## PROBLEMS AND TASKS
A) Using the excerpt about Ben Espey's investigation into Bobbie Jo's death, explain why his investigative instinct turned to her husband.
B) List every possible explanation for Bobbie Jo's death that Espey considers in the excerpt about his investigation.

## TEXT SEGMENT
# # # # # # #
Espey thought. Had it been a ritualistic murder? A Charles Manson–type slaying? Maybe a serial killer had passed through town and randomly chosen Bobbie Jo?
But the thought prompted by his investigative instinct was:
Could her husband have done it?
The number one cause of death among pregnant women, most experts claim, is homicide. The most common perpetrator? Spouse or boyfriend. The recent deaths of Laci and Conner Peterson and Lori Hacking have helped put maternal homicide at the forefront of American crime news. But the truth is, for centuries, pregnant women have been targeted by their husbands.
“Send someone out to Kawasaki,” Espey said to one of his deputies. “Check out the husband. See what he knows.”
Could Zeb have committed such an unbearable horror? Would a man murder his wife and cut their child from her womb?
The idea seemed too horrible to consider. But regardless how surreal it seemed, while neighbors and townspeople gathered around the house, wondering why all the emergency vehicles and cruisers were lined up and down the street, it was Ben Espey’s job to weigh all possibilities.
An even more awful thought crept into Espey’s mind:
Could Bobbie Jo have done it to herself?
# # # # # # #
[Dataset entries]
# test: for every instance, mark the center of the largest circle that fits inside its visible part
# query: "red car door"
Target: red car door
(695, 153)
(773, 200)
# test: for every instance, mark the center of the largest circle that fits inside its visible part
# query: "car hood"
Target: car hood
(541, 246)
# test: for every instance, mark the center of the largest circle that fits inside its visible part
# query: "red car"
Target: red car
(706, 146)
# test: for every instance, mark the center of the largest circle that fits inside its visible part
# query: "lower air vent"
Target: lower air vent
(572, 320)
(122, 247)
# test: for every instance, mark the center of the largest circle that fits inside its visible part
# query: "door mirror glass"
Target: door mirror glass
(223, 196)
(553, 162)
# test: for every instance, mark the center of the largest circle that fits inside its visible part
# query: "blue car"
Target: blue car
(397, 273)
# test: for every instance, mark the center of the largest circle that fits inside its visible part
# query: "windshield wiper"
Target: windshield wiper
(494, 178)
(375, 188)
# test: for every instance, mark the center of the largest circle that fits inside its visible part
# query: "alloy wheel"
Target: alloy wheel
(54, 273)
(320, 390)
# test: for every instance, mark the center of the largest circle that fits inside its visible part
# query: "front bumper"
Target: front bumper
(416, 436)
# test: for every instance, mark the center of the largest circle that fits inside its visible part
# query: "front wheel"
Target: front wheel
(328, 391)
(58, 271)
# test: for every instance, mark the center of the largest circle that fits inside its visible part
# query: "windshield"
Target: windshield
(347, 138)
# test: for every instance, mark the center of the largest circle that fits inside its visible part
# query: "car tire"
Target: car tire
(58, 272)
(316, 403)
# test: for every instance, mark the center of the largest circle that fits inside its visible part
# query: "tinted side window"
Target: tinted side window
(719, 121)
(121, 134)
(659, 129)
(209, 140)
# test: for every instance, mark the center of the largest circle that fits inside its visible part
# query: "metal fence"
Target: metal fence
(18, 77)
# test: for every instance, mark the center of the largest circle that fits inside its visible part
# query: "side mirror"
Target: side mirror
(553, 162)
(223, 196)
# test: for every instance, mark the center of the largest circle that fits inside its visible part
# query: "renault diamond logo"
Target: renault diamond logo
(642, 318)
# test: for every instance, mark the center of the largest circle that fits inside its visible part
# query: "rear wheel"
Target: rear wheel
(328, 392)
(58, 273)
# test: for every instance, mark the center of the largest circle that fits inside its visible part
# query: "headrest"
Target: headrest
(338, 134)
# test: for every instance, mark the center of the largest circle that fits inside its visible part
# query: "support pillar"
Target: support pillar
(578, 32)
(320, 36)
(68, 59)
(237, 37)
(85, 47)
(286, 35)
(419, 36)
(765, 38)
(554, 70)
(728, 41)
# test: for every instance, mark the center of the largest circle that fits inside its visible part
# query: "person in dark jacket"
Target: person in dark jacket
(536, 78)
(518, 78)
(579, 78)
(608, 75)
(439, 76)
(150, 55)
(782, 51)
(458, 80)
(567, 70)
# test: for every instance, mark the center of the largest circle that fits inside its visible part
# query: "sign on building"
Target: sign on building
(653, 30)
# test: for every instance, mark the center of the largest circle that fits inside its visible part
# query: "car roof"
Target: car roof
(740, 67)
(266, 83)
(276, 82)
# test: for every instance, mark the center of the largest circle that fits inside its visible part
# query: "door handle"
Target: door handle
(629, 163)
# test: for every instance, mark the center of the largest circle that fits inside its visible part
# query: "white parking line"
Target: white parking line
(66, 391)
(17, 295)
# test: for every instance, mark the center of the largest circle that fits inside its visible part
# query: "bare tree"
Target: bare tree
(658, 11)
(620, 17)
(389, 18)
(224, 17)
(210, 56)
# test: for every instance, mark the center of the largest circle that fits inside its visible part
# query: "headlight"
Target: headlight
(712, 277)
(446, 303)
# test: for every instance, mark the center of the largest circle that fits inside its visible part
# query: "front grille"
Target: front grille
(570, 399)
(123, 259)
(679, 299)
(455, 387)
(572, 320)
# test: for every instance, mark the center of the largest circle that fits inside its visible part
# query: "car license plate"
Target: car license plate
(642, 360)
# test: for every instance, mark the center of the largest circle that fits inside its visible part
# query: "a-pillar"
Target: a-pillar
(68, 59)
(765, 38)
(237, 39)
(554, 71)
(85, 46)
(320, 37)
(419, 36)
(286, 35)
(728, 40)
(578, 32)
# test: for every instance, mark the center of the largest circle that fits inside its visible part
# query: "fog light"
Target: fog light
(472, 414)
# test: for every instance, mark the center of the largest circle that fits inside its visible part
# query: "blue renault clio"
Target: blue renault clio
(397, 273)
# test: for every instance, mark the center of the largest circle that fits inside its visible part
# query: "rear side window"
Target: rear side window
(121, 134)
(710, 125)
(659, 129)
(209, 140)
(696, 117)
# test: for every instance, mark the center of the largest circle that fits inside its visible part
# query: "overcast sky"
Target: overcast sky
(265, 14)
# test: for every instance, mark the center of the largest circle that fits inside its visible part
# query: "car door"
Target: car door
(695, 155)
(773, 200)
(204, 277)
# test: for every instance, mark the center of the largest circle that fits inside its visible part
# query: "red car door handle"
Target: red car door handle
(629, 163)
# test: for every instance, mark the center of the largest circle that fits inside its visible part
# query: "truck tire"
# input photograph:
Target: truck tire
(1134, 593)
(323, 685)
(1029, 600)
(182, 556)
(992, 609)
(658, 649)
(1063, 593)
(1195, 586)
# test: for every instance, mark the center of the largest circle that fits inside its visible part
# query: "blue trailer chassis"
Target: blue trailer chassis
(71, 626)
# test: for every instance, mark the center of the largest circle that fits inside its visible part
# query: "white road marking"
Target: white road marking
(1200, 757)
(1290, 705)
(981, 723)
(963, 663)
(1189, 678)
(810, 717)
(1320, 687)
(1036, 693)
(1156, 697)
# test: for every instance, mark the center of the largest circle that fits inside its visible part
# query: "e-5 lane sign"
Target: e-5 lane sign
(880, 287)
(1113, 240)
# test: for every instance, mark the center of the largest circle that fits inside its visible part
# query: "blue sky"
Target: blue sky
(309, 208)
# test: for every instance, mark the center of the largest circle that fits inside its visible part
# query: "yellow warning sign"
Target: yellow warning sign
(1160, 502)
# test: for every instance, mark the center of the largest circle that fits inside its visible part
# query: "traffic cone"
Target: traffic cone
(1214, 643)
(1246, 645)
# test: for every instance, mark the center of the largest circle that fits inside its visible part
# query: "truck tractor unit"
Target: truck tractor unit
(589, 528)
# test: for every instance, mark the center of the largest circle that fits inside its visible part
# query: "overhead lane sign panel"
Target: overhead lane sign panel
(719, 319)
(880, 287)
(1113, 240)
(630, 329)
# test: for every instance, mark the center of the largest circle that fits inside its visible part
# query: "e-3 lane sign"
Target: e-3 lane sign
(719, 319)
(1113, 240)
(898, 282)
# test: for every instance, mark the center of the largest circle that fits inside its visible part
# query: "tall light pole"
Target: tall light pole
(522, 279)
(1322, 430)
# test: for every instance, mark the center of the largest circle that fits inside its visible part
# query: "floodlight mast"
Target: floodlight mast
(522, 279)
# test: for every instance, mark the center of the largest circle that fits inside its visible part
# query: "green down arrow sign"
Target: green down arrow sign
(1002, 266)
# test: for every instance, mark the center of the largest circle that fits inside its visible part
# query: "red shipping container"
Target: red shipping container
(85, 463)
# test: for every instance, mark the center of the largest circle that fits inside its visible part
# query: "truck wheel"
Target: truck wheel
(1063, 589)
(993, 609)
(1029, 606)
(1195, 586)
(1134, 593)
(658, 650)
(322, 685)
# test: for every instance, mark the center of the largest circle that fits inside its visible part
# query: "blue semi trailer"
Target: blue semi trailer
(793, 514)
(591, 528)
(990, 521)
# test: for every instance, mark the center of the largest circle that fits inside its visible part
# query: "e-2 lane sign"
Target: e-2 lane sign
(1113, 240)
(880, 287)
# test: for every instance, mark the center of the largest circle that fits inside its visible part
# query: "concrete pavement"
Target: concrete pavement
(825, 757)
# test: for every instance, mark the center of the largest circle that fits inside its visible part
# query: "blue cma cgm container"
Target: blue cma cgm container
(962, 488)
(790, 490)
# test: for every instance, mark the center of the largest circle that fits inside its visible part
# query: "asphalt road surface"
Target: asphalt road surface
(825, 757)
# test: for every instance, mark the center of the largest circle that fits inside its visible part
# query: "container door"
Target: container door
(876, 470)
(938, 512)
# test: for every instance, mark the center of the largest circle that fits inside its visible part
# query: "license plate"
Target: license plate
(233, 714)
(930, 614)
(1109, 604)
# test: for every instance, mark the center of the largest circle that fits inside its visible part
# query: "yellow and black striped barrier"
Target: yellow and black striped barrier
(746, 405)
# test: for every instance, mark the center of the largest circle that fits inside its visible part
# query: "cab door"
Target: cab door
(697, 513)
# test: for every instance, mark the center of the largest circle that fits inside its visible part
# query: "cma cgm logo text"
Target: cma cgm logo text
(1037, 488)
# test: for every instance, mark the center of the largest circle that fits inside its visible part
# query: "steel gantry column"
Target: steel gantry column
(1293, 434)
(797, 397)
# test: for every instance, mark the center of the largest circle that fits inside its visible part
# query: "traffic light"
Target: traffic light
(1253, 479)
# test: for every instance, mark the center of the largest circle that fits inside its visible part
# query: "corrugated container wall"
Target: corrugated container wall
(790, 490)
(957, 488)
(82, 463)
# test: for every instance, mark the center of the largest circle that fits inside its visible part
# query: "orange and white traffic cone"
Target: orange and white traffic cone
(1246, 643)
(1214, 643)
# # # # # # #
## TASK RESPONSES
A) Most experts claim that homicide is the number one cause of death among pregnant women, and that the most common perpetrator is a spouse or boyfriend. The excerpt adds that pregnant women have been targeted by their husbands for centuries.

B)
- A ritualistic murder
- A Charles Manson–type slaying
- A serial killer who had passed through town and randomly chosen Bobbie Jo
- Her husband having done it
- Bobbie Jo having done it to herself